**Extracted data:**
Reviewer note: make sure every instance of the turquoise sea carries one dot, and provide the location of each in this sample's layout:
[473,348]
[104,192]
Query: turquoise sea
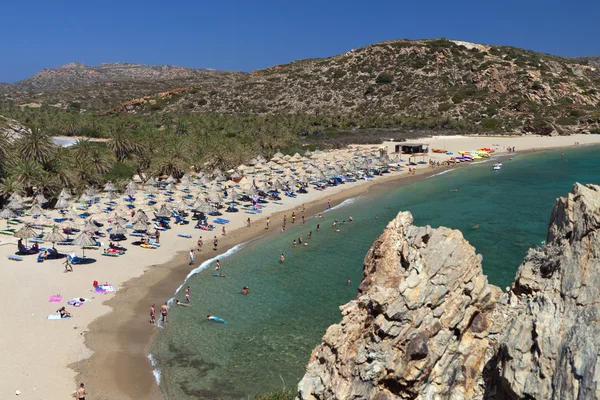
[271,332]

**Your objective:** Reproduce every line of the records above word for word, omitting the pictures.

**Finished task:**
Reviewer note: make sure every instance of the turquoise sea carries one dot, and provide the location of each in this sample's layout:
[473,348]
[104,192]
Query: turquoise sea
[271,332]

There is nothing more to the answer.